- **Problem description**
Pick out every line in the rows below that contains the word "ceiling" and copy each of those lines. Case counts.

======== Provided data ========

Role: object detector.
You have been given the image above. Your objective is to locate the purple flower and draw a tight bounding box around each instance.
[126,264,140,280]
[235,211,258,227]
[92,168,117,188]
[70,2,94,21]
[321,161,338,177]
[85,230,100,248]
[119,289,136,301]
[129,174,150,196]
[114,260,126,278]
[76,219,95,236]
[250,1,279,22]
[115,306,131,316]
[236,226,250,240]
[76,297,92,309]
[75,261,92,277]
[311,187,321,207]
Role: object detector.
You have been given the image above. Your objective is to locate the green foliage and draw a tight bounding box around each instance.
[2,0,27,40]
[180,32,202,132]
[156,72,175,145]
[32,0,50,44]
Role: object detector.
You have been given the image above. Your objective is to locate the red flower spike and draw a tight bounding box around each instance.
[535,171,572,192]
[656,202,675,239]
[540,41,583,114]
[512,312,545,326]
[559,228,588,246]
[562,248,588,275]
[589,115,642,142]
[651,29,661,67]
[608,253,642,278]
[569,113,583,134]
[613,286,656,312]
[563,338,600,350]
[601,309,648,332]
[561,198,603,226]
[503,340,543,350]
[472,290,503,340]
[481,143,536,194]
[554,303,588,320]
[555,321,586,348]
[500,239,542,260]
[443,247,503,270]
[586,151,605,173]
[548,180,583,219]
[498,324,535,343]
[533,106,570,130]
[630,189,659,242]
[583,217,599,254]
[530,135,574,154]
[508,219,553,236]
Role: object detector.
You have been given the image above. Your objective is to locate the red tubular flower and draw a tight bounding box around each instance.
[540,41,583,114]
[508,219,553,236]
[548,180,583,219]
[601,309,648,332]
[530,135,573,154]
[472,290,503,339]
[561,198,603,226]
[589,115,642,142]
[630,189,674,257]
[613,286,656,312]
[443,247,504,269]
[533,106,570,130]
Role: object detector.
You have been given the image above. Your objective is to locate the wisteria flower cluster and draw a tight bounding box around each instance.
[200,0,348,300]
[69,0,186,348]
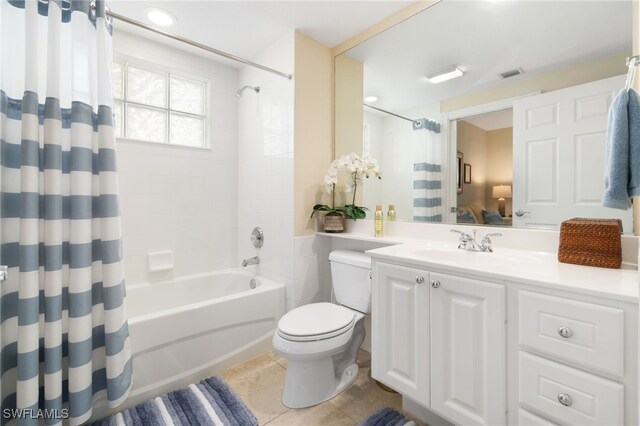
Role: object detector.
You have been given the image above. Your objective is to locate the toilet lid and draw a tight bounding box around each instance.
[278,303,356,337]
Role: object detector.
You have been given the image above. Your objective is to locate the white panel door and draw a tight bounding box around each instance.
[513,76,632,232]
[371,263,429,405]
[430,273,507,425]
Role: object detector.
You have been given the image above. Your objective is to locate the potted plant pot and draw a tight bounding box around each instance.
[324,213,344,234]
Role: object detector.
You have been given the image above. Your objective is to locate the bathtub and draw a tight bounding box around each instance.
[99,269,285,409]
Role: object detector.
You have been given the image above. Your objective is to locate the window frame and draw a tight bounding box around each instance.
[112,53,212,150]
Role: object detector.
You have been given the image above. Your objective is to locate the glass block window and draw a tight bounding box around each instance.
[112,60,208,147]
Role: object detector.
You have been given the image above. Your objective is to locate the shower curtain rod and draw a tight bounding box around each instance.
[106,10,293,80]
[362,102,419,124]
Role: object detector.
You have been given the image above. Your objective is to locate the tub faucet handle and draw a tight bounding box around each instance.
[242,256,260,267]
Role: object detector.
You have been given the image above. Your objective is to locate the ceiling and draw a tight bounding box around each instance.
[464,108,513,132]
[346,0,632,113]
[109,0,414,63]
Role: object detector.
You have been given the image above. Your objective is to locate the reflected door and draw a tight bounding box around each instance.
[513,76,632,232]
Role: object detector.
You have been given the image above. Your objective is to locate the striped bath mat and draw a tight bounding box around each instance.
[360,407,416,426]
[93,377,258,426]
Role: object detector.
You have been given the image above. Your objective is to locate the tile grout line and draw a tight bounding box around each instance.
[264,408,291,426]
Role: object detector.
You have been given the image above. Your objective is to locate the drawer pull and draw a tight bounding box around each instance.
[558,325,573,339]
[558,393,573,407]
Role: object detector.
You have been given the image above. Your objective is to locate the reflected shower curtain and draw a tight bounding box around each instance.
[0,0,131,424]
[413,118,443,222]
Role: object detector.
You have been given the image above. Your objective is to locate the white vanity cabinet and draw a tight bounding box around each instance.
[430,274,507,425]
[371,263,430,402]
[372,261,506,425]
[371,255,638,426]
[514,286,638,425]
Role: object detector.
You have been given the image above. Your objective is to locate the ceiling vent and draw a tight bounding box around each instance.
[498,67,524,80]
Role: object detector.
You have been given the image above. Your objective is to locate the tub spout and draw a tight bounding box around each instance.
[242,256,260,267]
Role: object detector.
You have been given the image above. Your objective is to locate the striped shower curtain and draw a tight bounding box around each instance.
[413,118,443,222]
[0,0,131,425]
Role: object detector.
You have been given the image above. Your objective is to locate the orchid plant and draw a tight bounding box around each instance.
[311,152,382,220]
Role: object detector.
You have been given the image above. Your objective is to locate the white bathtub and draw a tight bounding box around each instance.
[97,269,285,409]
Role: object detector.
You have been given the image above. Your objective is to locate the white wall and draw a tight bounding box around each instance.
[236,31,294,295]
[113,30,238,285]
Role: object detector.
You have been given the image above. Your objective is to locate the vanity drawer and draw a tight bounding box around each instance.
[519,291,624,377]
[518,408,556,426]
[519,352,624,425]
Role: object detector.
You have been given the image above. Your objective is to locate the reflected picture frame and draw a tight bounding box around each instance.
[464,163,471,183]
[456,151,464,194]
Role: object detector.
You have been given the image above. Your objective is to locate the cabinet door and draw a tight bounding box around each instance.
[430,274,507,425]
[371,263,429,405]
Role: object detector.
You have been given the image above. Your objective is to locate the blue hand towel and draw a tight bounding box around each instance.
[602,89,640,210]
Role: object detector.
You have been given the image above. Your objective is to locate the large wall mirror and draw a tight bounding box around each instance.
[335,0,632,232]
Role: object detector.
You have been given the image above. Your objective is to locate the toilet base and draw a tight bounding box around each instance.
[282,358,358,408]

========
======== Provided data ========

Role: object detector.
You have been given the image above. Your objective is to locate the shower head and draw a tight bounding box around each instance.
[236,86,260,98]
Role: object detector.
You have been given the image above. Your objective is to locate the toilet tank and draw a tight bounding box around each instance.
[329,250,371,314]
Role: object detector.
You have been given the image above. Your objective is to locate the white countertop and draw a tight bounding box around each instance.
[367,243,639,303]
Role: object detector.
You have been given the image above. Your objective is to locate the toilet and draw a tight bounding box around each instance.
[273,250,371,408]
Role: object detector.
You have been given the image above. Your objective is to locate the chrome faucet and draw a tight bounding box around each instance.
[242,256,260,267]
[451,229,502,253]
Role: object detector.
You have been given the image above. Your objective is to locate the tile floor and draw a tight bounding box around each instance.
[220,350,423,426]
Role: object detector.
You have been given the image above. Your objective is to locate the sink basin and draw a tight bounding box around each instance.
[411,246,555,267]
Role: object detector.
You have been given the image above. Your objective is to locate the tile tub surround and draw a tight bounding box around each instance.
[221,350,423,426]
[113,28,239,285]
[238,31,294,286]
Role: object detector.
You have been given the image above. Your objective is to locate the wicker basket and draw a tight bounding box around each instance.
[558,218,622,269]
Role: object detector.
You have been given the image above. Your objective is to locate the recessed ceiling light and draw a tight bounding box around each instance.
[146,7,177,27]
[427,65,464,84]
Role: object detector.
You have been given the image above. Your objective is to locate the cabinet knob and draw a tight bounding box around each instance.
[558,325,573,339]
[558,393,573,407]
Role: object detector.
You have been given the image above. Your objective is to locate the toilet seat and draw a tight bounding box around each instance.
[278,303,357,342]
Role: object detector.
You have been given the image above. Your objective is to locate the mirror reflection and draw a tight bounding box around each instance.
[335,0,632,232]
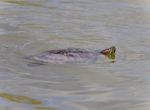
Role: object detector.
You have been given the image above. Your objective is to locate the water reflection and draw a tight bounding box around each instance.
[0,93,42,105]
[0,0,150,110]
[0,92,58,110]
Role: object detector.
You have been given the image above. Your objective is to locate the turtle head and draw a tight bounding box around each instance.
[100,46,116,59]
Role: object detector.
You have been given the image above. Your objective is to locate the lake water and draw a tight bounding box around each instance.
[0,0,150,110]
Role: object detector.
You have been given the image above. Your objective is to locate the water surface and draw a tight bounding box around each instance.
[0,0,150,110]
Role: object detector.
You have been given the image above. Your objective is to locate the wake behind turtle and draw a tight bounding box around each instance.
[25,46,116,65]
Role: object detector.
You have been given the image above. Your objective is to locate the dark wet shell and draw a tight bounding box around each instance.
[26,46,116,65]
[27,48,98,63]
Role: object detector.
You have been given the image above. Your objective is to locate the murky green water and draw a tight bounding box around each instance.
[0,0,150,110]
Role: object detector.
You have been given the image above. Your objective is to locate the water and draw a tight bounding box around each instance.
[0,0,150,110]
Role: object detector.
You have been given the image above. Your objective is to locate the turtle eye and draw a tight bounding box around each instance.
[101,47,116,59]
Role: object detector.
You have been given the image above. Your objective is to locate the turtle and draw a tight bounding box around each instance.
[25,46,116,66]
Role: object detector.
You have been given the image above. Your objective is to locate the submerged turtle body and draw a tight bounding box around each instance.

========
======== Provided data ========

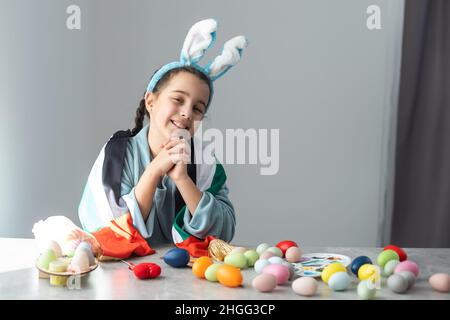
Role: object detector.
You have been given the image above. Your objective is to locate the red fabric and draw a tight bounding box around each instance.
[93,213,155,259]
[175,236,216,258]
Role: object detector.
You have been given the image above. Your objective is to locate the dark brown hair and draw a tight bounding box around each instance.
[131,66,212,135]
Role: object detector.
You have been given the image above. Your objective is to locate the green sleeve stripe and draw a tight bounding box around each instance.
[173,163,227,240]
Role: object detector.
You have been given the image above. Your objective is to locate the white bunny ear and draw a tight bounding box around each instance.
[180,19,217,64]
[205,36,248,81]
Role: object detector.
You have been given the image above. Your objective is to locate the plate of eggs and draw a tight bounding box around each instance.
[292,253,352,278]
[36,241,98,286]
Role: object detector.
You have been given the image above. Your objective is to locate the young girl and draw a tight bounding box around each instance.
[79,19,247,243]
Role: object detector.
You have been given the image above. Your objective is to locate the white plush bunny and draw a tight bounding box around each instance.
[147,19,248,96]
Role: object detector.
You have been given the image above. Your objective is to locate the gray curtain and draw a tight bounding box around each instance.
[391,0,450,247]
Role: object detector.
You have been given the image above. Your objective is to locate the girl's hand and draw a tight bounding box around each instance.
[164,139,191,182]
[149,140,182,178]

========

- **Output for this exercise**
You have been given the image above. Your objective is to locate the ceiling and draw a tight bounding box around each instance.
You have been given the image above. Your objective is to locate the ceiling vent and draw a tight bounding box around each instance.
You have been given the image above. Your objective is to locate the recessed ceiling light and draw a tight bounding box around each instance.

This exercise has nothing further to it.